/---

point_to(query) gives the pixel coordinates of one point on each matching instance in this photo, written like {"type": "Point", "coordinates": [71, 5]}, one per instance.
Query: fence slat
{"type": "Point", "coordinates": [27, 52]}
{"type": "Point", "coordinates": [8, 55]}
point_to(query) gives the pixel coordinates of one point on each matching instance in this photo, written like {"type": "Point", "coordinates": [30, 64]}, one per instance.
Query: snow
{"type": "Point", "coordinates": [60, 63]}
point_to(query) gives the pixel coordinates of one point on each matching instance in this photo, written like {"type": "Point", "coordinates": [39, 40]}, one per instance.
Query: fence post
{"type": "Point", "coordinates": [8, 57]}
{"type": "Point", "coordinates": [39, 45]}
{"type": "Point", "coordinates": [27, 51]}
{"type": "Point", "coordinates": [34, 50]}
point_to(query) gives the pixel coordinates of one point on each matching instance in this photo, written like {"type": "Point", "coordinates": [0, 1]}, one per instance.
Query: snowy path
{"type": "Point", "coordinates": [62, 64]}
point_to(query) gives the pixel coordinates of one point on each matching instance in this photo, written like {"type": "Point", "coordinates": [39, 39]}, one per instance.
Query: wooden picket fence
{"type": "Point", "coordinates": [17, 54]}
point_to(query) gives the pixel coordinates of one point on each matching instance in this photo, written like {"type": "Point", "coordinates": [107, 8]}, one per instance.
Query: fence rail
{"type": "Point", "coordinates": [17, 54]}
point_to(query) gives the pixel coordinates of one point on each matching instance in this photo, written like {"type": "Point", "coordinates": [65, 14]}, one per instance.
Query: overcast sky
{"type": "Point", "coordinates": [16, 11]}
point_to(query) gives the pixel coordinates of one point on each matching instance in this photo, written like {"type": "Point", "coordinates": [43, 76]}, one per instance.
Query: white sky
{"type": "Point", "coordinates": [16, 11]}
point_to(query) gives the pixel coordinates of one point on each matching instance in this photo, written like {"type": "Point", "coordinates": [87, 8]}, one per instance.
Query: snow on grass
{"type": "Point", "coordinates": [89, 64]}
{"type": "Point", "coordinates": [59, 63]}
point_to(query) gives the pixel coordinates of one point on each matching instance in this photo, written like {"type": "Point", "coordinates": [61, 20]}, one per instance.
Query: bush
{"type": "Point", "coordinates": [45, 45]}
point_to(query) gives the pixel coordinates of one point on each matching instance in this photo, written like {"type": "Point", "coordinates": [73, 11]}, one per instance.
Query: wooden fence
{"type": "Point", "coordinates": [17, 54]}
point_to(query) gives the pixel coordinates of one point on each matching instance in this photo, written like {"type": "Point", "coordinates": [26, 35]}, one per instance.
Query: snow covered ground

\---

## WORK TO COMPLETE
Copy the data above exactly. Every line must be included.

## SOLVED EXERCISE
point_to(query) gives the pixel coordinates of one point on each matching instance in this photo, written like {"type": "Point", "coordinates": [71, 5]}, one per instance.
Query: fence slat
{"type": "Point", "coordinates": [27, 52]}
{"type": "Point", "coordinates": [8, 55]}
point_to(query) gives the pixel coordinates of one point on each matching instance in this photo, written like {"type": "Point", "coordinates": [30, 64]}, one per instance.
Query: snow
{"type": "Point", "coordinates": [60, 63]}
point_to(query) gives the pixel coordinates of one point on each matching instance in this photo, written like {"type": "Point", "coordinates": [39, 40]}, one per instance.
Query: fence post
{"type": "Point", "coordinates": [8, 57]}
{"type": "Point", "coordinates": [39, 45]}
{"type": "Point", "coordinates": [27, 51]}
{"type": "Point", "coordinates": [34, 50]}
point_to(query) gives the pixel coordinates of one point on each matching instance in this photo, written like {"type": "Point", "coordinates": [0, 1]}, one per instance.
Query: snowy path
{"type": "Point", "coordinates": [62, 64]}
point_to(query) gives the pixel coordinates of one point on each matching instance in this photo, written like {"type": "Point", "coordinates": [39, 39]}, one per instance.
Query: wooden picket fence
{"type": "Point", "coordinates": [17, 54]}
point_to(query) gives the pixel coordinates of one point on each matching instance in this photo, written like {"type": "Point", "coordinates": [107, 8]}, one per instance.
Query: fence rail
{"type": "Point", "coordinates": [17, 54]}
point_to(query) gives the pixel coordinates of one point on each matching instance in this photo, written like {"type": "Point", "coordinates": [65, 14]}, one per instance.
Query: overcast sky
{"type": "Point", "coordinates": [16, 11]}
point_to(query) gives the pixel coordinates of one point on each matching instance in this photo, written like {"type": "Point", "coordinates": [43, 76]}, one per instance.
Query: white sky
{"type": "Point", "coordinates": [16, 11]}
point_to(query) gives the pixel coordinates of one point on each matching instance in this photo, written like {"type": "Point", "coordinates": [87, 8]}, one per instance.
Query: snow on grass
{"type": "Point", "coordinates": [89, 64]}
{"type": "Point", "coordinates": [59, 63]}
point_to(query) gives the pixel coordinates of one point on each matching instance in this photo, written like {"type": "Point", "coordinates": [61, 20]}, one per instance.
Query: bush
{"type": "Point", "coordinates": [45, 45]}
point_to(query) gives the pixel coordinates of one point on each matching instance in this photo, written like {"type": "Point", "coordinates": [73, 11]}, one per instance.
Query: wooden fence
{"type": "Point", "coordinates": [17, 54]}
point_to(query) gives the pixel coordinates of one point on each matching instance in this photo, written like {"type": "Point", "coordinates": [26, 35]}, one per instance.
Query: snow covered ground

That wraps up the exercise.